DIRECTIONS:
How many lines in the rows below contain the string "ponytail"? Reply with the number alone.

EXERCISE INPUT:

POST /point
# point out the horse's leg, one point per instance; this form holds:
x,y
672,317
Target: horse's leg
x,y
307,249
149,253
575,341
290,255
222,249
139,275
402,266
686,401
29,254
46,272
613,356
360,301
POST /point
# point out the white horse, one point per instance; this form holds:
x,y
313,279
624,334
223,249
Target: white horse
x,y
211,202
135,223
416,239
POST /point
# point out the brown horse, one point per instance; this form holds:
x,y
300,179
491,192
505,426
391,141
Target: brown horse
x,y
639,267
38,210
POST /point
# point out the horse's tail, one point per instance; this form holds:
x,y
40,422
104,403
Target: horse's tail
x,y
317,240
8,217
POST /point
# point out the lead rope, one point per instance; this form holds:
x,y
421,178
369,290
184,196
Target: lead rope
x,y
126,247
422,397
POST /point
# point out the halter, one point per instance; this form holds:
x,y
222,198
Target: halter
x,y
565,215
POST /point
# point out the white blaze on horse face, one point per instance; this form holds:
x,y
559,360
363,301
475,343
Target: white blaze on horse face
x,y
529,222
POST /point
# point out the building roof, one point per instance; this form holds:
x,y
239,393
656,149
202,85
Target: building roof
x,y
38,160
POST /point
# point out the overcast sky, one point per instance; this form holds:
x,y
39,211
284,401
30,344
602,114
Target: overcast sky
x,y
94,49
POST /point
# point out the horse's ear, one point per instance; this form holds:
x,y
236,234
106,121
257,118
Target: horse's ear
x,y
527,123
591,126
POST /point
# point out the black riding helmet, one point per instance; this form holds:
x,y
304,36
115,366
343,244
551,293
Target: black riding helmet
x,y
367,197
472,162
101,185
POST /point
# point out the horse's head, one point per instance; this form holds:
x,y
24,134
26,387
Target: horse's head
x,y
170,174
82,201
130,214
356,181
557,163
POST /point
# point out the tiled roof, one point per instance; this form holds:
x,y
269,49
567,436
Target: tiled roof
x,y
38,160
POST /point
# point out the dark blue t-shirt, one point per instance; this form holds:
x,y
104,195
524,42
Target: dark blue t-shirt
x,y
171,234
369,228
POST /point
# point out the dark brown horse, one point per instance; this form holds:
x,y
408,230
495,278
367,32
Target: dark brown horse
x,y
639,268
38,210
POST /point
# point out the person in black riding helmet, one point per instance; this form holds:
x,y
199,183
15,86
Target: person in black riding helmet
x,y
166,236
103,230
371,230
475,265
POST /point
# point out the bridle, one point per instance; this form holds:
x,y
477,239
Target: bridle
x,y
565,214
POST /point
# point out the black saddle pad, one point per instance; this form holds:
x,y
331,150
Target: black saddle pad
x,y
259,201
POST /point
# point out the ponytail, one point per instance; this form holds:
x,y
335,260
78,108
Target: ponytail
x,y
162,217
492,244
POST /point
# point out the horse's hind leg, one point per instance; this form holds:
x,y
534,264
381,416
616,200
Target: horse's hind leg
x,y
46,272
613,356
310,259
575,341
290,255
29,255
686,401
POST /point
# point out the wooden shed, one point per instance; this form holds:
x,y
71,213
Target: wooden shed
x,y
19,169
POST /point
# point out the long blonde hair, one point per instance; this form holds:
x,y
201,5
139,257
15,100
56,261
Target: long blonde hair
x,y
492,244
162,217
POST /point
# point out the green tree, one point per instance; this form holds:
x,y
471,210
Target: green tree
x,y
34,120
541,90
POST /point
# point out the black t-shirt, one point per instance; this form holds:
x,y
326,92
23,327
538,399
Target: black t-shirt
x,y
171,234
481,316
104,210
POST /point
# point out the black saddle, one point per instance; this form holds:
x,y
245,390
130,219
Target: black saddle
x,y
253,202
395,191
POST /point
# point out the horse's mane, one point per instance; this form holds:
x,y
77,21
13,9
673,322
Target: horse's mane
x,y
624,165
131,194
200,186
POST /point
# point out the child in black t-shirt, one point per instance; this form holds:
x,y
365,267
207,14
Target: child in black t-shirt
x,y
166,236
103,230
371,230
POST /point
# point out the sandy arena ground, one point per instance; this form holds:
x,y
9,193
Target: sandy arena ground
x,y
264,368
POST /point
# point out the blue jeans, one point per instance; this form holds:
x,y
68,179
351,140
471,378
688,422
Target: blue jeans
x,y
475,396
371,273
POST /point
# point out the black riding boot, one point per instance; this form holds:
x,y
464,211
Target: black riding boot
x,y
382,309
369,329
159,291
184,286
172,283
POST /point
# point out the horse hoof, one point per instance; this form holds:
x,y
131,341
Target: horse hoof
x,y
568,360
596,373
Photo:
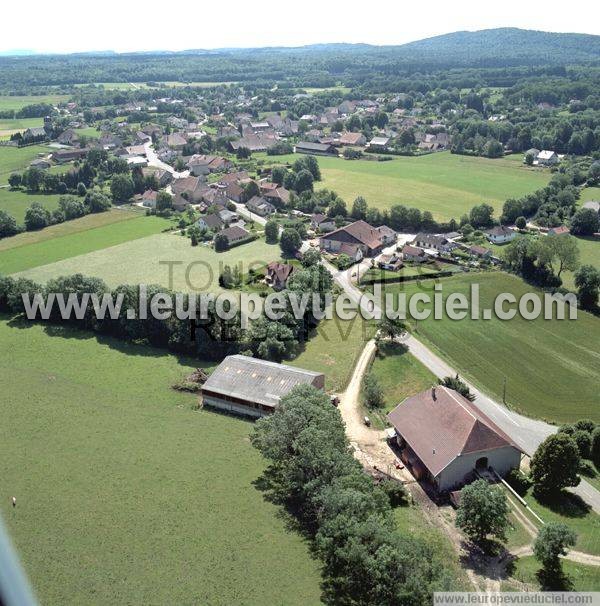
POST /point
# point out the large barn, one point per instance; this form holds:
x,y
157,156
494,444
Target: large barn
x,y
444,438
253,387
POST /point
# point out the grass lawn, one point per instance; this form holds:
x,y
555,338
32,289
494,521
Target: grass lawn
x,y
125,495
15,159
583,578
400,375
446,184
589,250
552,366
8,102
334,350
145,261
516,536
10,126
572,511
411,521
72,238
16,202
90,131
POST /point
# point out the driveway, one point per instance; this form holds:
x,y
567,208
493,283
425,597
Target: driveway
x,y
527,433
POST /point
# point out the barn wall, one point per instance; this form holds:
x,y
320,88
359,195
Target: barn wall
x,y
232,407
501,459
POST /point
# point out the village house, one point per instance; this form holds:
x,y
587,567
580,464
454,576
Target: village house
x,y
480,252
67,155
445,439
277,196
235,234
191,188
388,235
358,236
40,163
352,139
278,274
68,137
390,262
164,177
378,143
413,254
254,387
561,230
316,149
201,164
433,242
260,206
211,222
148,198
500,234
546,158
322,223
175,141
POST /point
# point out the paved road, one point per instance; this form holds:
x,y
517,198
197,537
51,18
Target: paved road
x,y
527,433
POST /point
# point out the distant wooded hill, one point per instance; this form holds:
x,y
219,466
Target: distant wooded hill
x,y
315,65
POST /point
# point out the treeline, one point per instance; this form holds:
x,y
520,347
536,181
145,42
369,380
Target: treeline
x,y
555,204
36,110
210,339
350,519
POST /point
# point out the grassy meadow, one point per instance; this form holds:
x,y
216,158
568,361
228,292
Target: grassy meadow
x,y
60,243
446,184
125,494
8,126
524,576
400,375
551,366
16,202
14,159
145,260
334,350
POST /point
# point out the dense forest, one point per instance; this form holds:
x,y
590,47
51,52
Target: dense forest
x,y
491,54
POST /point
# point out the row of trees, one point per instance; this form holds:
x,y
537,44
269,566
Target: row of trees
x,y
541,262
311,472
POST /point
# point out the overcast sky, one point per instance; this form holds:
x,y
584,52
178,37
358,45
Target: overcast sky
x,y
120,25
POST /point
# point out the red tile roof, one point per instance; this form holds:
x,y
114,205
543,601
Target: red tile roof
x,y
442,428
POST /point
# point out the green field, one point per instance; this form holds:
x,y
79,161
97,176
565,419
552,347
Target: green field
x,y
8,102
17,158
446,184
16,202
144,261
78,237
334,350
590,193
10,126
400,374
551,366
90,131
583,578
589,250
125,495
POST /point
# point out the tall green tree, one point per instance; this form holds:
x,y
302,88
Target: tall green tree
x,y
483,512
555,465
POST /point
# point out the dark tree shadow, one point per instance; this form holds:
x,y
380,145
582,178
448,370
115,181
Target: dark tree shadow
x,y
565,503
554,580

COMPLETE OUTPUT:
2